* [ЗАДАНИЯ]:
A – Проверьте по отрывку три утверждения и на каждое ответьте «да» или «нет», приведя решающие слова отрывка точной цитатой: (i) Семен говорит, что якуты и эвенки еще помнят места, где олени переплывали Яну; (ii) племена аборигенов Канады занимались домашним оленеводством; (iii) люди сибирского Севера тревожатся за свое будущее.
B – Перепишите из отрывка дословно часть между словами «Золотая дуга» и «о чем-то задумался.», включая оба этих места.

* [ОТРЫВОК]:

┄┄┄┄┄┄┄┄┄┄

Золотая дуга
Мимо плывут суровые каменные обрывы оленьего края, обнажая нутро сопок — вздыбленные, смятые в крутые складки слои.
— Янские якуты и эвенки, — тихо сказал Семен, — еще помнят места, где стада оленей переплывали Яну, устремляясь к берегам океана — к Святому Носу.
Невольно я вспомнил трагическую книгу Фарли Моуэта «Люди оленьего края». В сердце Канады истребление диких северных оленей и последующий запрет их промысла повлек гибель от голода племен эскимосов и индейцев, питающихся мясом карибу. Племена аборигенов Канады не знали домашнего оленеводства. Они были брошены на произвол судьбы. А люди сибирского Севера издревле занимаются оленеводством и спокойны за свое будущее.
Облокотившись на поручни, Семен о чем-то задумался.

┄┄┄┄┄┄┄┄┄┄

* [ИСХОДНЫЕ ДАННЫЕ]:
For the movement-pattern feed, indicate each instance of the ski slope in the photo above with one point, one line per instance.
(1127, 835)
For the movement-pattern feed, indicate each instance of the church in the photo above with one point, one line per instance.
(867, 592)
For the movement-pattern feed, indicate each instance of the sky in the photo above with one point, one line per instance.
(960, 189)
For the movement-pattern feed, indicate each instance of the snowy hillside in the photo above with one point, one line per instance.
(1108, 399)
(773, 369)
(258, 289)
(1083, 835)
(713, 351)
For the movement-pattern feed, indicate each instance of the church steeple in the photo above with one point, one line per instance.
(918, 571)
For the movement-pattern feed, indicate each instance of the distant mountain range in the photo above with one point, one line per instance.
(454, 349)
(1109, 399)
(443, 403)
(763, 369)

┄┄┄┄┄┄┄┄┄┄

* [ОТВЕТЫ]:
A –
(i) Да: «Янские якуты и эвенки, — тихо сказал Семен, — еще помнят места, где стада оленей переплывали Яну».
(ii) Нет: «Племена аборигенов Канады не знали домашнего оленеводства».
(iii) Нет: «А люди сибирского Севера издревле занимаются оленеводством и спокойны за свое будущее».

B –
Золотая дуга
Мимо плывут суровые каменные обрывы оленьего края, обнажая нутро сопок — вздыбленные, смятые в крутые складки слои.
— Янские якуты и эвенки, — тихо сказал Семен, — еще помнят места, где стада оленей переплывали Яну, устремляясь к берегам океана — к Святому Носу.
Невольно я вспомнил трагическую книгу Фарли Моуэта «Люди оленьего края». В сердце Канады истребление диких северных оленей и последующий запрет их промысла повлек гибель от голода племен эскимосов и индейцев, питающихся мясом карибу. Племена аборигенов Канады не знали домашнего оленеводства. Они были брошены на произвол судьбы. А люди сибирского Севера издревле занимаются оленеводством и спокойны за свое будущее.
Облокотившись на поручни, Семен о чем-то задумался.